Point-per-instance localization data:
▽

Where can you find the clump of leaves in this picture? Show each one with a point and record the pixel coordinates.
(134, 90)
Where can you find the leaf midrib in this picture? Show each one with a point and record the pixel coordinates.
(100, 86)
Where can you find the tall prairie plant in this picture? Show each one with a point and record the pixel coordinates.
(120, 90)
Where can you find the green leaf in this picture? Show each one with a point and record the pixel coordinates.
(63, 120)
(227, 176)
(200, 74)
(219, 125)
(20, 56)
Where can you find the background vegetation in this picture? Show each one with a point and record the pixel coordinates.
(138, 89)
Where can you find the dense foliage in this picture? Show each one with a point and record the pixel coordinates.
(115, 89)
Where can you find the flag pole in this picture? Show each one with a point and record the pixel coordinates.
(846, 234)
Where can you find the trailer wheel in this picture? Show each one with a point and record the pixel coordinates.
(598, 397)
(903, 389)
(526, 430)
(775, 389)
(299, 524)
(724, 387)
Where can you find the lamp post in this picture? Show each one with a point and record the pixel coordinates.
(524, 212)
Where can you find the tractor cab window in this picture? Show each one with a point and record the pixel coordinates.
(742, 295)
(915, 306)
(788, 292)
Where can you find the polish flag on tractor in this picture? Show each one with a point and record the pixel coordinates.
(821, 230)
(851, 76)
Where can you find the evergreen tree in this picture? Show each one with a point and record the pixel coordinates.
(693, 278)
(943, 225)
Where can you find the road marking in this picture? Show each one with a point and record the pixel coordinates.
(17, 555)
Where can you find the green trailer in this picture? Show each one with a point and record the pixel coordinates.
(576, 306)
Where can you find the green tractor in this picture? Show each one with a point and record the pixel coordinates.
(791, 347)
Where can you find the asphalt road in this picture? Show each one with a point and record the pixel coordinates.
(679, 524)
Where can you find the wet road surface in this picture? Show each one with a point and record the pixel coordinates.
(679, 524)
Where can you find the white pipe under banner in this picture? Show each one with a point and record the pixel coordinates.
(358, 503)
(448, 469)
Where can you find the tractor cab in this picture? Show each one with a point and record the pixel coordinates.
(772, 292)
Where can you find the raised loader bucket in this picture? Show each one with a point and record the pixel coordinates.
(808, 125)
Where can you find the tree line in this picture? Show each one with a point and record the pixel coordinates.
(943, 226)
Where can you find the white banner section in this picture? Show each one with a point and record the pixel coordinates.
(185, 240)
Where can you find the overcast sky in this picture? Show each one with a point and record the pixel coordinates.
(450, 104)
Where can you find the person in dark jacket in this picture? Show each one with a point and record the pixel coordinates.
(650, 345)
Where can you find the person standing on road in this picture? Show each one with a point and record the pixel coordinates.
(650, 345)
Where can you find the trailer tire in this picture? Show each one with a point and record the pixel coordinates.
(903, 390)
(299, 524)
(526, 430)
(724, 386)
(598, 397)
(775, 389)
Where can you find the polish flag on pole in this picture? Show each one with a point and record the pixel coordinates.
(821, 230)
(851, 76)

△

TASK PROMPT:
Only those lines running from the one containing "Where can you find the polish flag on pole" through the last line of the data above are to be copied, exactly, with both ends included.

SOLUTION FOR THIS TASK:
Where can you find the polish flag on pole in this picture? Show each one with a point and record the pixel coordinates.
(821, 230)
(851, 76)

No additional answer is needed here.